■ Exercise instructions ■
Output the line containing "the horse's hind" and all subsequent lines of the listing below, copied exactly, with no other lines.

■ Data in this exercise ■
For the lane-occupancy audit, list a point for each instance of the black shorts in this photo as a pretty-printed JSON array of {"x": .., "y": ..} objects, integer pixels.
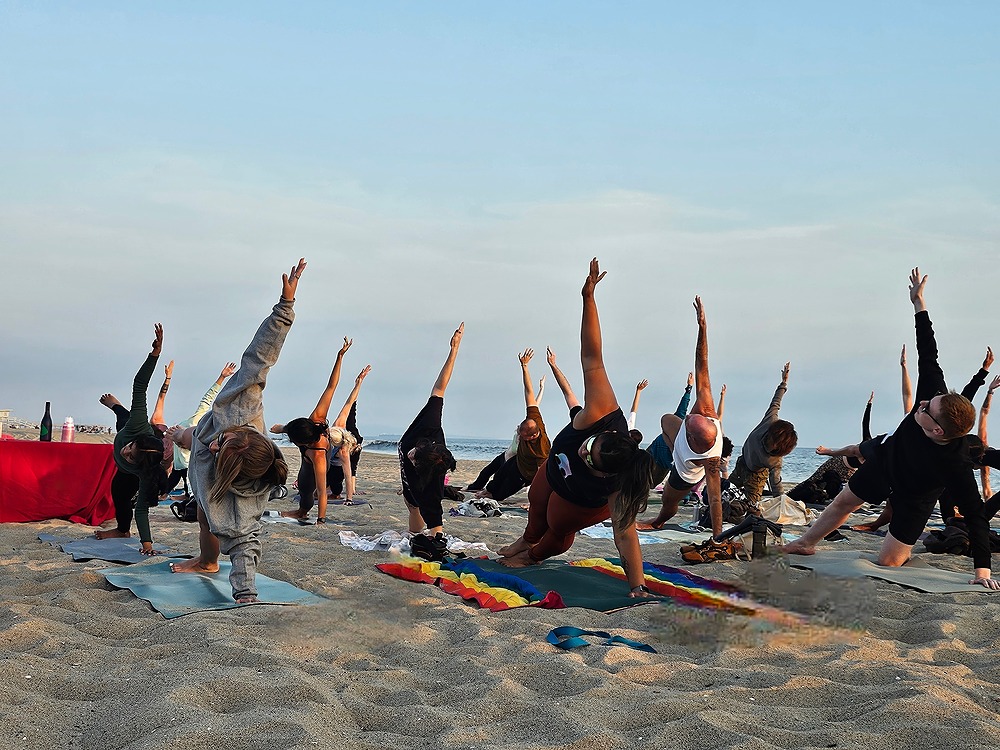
[
  {"x": 674, "y": 480},
  {"x": 910, "y": 512}
]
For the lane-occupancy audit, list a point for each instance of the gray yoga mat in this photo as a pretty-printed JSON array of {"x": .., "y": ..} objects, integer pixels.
[
  {"x": 916, "y": 574},
  {"x": 177, "y": 594},
  {"x": 110, "y": 550}
]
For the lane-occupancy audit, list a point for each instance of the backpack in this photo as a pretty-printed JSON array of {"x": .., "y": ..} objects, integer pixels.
[{"x": 185, "y": 510}]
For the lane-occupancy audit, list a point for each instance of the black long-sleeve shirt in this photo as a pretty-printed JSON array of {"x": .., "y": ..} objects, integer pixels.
[{"x": 920, "y": 468}]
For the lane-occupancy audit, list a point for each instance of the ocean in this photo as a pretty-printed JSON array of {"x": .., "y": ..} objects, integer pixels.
[{"x": 798, "y": 465}]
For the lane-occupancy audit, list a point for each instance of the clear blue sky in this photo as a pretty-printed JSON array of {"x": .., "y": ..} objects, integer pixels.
[{"x": 438, "y": 162}]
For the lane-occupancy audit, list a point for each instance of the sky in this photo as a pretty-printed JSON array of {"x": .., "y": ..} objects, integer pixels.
[{"x": 445, "y": 162}]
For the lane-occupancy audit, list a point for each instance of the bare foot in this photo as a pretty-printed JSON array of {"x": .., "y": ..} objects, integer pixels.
[
  {"x": 111, "y": 534},
  {"x": 520, "y": 560},
  {"x": 798, "y": 548},
  {"x": 647, "y": 526},
  {"x": 514, "y": 549},
  {"x": 865, "y": 527},
  {"x": 194, "y": 565},
  {"x": 109, "y": 401}
]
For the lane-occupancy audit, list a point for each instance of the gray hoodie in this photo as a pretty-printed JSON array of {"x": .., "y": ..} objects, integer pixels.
[{"x": 235, "y": 519}]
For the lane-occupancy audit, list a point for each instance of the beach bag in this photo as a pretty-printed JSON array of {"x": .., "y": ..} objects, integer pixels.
[
  {"x": 735, "y": 507},
  {"x": 782, "y": 509},
  {"x": 759, "y": 536},
  {"x": 185, "y": 510}
]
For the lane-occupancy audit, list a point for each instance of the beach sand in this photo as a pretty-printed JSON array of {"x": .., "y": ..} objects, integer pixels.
[{"x": 383, "y": 663}]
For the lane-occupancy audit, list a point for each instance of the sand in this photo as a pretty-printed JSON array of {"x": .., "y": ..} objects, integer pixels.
[{"x": 382, "y": 663}]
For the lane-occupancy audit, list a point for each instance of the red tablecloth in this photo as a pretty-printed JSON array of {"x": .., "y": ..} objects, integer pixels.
[{"x": 39, "y": 481}]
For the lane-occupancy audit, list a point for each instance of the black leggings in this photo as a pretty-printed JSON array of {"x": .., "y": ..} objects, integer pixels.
[
  {"x": 124, "y": 486},
  {"x": 486, "y": 474},
  {"x": 507, "y": 481}
]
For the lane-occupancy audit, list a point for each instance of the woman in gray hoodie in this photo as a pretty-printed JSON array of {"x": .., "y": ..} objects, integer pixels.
[{"x": 234, "y": 467}]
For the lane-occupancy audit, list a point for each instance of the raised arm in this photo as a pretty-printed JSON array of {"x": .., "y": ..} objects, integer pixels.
[
  {"x": 441, "y": 384},
  {"x": 703, "y": 403},
  {"x": 930, "y": 377},
  {"x": 779, "y": 393},
  {"x": 529, "y": 391},
  {"x": 598, "y": 395},
  {"x": 567, "y": 390},
  {"x": 241, "y": 397},
  {"x": 685, "y": 402},
  {"x": 979, "y": 379},
  {"x": 341, "y": 420},
  {"x": 984, "y": 412},
  {"x": 323, "y": 405},
  {"x": 907, "y": 385},
  {"x": 137, "y": 412},
  {"x": 635, "y": 403},
  {"x": 866, "y": 419}
]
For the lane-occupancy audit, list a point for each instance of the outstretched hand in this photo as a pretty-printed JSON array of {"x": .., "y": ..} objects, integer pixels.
[
  {"x": 290, "y": 280},
  {"x": 699, "y": 309},
  {"x": 157, "y": 340},
  {"x": 593, "y": 278},
  {"x": 990, "y": 583},
  {"x": 917, "y": 283}
]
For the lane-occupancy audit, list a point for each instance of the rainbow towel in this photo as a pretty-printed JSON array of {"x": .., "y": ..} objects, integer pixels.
[{"x": 593, "y": 584}]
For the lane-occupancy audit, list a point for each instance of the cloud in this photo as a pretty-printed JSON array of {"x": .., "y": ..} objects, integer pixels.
[{"x": 92, "y": 261}]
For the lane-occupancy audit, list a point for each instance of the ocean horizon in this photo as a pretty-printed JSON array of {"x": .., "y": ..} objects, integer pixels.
[{"x": 798, "y": 465}]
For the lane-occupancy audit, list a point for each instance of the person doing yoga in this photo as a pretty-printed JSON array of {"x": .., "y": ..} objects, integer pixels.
[
  {"x": 925, "y": 454},
  {"x": 234, "y": 466},
  {"x": 595, "y": 470}
]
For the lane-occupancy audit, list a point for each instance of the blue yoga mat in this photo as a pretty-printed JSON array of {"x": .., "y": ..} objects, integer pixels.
[
  {"x": 177, "y": 594},
  {"x": 110, "y": 550}
]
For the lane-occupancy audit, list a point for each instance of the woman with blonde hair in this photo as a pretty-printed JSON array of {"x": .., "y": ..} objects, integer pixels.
[{"x": 234, "y": 466}]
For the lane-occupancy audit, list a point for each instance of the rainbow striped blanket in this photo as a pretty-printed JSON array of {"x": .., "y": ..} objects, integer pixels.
[{"x": 596, "y": 583}]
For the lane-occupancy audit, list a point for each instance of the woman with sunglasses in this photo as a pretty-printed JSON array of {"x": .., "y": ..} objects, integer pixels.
[
  {"x": 234, "y": 467},
  {"x": 594, "y": 471}
]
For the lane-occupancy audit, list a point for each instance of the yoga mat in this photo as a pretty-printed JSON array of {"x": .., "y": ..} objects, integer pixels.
[
  {"x": 177, "y": 594},
  {"x": 916, "y": 574},
  {"x": 669, "y": 533},
  {"x": 595, "y": 583},
  {"x": 110, "y": 550}
]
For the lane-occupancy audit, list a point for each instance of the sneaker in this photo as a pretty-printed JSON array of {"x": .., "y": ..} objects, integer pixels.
[
  {"x": 711, "y": 551},
  {"x": 432, "y": 550}
]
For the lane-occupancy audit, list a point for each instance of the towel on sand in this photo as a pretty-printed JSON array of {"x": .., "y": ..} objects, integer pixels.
[{"x": 176, "y": 594}]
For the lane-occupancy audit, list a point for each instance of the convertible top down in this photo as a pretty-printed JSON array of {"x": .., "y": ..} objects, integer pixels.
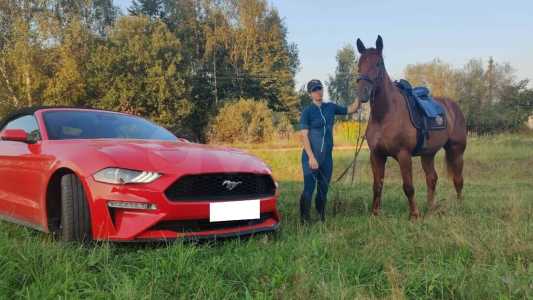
[{"x": 87, "y": 174}]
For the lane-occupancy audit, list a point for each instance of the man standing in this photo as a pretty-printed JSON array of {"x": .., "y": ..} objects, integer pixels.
[{"x": 316, "y": 125}]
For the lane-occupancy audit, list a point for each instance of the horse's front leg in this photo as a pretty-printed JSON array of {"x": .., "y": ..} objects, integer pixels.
[
  {"x": 406, "y": 167},
  {"x": 378, "y": 169},
  {"x": 428, "y": 164}
]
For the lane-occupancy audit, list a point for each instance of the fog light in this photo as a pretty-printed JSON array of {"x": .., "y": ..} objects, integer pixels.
[{"x": 131, "y": 205}]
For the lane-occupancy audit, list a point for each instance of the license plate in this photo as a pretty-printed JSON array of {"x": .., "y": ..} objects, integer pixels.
[{"x": 234, "y": 210}]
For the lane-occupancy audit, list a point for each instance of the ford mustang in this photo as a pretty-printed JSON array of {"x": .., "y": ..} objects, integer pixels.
[{"x": 85, "y": 174}]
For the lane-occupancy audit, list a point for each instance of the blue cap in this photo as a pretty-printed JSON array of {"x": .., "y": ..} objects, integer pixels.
[{"x": 314, "y": 85}]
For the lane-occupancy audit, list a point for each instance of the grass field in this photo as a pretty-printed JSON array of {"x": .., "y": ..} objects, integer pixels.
[{"x": 479, "y": 249}]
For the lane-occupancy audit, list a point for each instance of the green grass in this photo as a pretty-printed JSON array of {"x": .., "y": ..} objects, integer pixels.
[{"x": 479, "y": 249}]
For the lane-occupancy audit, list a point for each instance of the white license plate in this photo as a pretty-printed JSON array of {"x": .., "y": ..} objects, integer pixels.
[{"x": 234, "y": 210}]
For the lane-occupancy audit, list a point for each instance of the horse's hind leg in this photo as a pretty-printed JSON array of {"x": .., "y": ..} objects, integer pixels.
[
  {"x": 428, "y": 164},
  {"x": 406, "y": 167},
  {"x": 454, "y": 163}
]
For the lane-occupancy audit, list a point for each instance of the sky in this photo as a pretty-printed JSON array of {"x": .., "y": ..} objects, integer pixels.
[{"x": 413, "y": 31}]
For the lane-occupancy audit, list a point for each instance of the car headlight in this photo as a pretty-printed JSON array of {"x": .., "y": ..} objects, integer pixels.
[{"x": 125, "y": 176}]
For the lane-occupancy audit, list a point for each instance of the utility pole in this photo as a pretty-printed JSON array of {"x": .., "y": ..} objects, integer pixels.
[{"x": 215, "y": 90}]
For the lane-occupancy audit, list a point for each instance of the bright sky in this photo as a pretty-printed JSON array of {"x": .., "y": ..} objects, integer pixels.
[{"x": 413, "y": 31}]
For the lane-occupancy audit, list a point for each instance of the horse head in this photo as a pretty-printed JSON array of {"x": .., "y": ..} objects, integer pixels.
[{"x": 371, "y": 70}]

■ Task solution ■
For the lane-occupancy audit, list a point for each instance of the horse's hind leg in this photo as a pretty-printed JSON array of {"x": .., "y": ..} objects, integer pixels.
[
  {"x": 428, "y": 164},
  {"x": 406, "y": 167},
  {"x": 454, "y": 163}
]
For the lane-occupancy audit, list a point for each instance of the sky in this photo as a pretty-printed JSON array of {"x": .., "y": ..} objects, integer pixels.
[{"x": 413, "y": 31}]
For the lane-occupancy audit, list a point for each instance of the car headlight in this photo as a pretty-printed JSON array of {"x": .., "y": ..} objects, integer pixels.
[{"x": 125, "y": 176}]
For the lane-occupancy audit, list a point for each instance of the utility pole in this photo as a pretty-printed JSON array of {"x": .., "y": ..} objects, integer pixels.
[{"x": 215, "y": 90}]
For the lane-occupancy audit, list a point for each instance of the bright sky in this photo as a pretty-printed JSON array of {"x": .., "y": ..} objects, integer pixels.
[{"x": 413, "y": 31}]
For the lane-occupancy audit, list a point for each instance of the horse head in this photo as a pretty-printed JSON array of {"x": .., "y": ..} objects, integer pixels.
[{"x": 371, "y": 70}]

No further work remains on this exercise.